What to work on:
[1] Please list every course named in the program requirements below, giving each one's code and title.
[2] Decide whether each statement agrees with the program requirements below, answering yes or no and quoting the deciding words: (a) Cognate courses must come from the area of concentration. (b) The grade earned in GSEM 630 must be a B or above. (c) A student who fails GSEM 630 may retake it twice.
[3] According to the program requirements below, when should students register for GSEM 630 Documentary Research and Writing?

Supplied passage:
<<<<
Program Requirements
Three Core Courses 9
GSEM 608 Advanced Methods of Teaching Bible (3 units)
OTST/NTST 612 Biblical Hermeneutics (3 units)
One of the following research courses:
GSEM 630 Documentary Research and Writing (3 units)
GSEM 600 Applied Theology Research and Writing (3 units)
Six concentration courses                 18

Taken from the area of concentration, these should include seminars. 
For majors in the Biblical Studies Department the seven courses should be primarily exegesis courses and seminars.

Three cognate courses 9
  May be chosen from an area different than the concentration.
One research option 6
  Specialized Research (includes MA-R thesis) or Comprehensive Research (includes two courses and two comprehensive examinations from the major area of study)


Except for the three core courses (GSEM 608 Advanced Methods of Teaching Bible, GSEM 630 Documentary Research and Writing, and OTST/NTST 612 Biblical Hermeneutics) up to two courses may be taken as Direct Research or Direct Study. 

Register for the course GSEM 630 Documentary Research and Writing in the very beginning of the course work (first or second semester). Students with Applied Theology majors who prefer to do quantitative research may take GSEM 600 Applied Theology Research and Writing in lieu of GSEM 630. The grade earned in this course must be a B (3.00) or above. If a student fails this course he/she may retake it once. Failure to pass this course the second time will disqualify the student from continuation in the program. However, the student will not be able to register for other courses in the MA-R program until he/she passed the course with a B.
>>>>
(Records from a data collection)
<<<<
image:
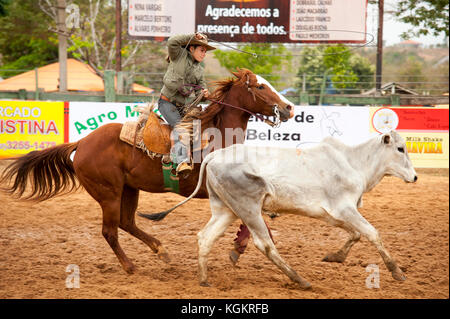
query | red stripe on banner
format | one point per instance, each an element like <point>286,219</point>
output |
<point>412,119</point>
<point>66,122</point>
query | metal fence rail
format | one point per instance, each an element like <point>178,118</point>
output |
<point>430,93</point>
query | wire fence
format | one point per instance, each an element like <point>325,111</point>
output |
<point>287,83</point>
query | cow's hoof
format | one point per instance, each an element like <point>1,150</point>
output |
<point>334,258</point>
<point>304,285</point>
<point>234,257</point>
<point>397,274</point>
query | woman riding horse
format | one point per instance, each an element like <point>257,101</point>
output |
<point>186,52</point>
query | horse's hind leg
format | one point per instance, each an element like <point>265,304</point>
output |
<point>111,221</point>
<point>130,197</point>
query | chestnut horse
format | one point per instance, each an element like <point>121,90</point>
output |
<point>113,172</point>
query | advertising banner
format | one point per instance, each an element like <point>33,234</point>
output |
<point>251,20</point>
<point>85,117</point>
<point>27,126</point>
<point>425,131</point>
<point>310,125</point>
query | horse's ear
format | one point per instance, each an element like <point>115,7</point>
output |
<point>237,73</point>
>>>>
Answers by task:
[1]
GSEM 608 Advanced Methods of Teaching Bible
OTST/NTST 612 Biblical Hermeneutics
GSEM 630 Documentary Research and Writing
GSEM 600 Applied Theology Research and Writing

[2]
(a) No: "May be chosen from an area different than the concentration."
(b) Yes: "The grade earned in this course must be a B (3.00) or above."
(c) No: "If a student fails this course he/she may retake it once."

[3] In the very beginning of the course work, in the first or second semester.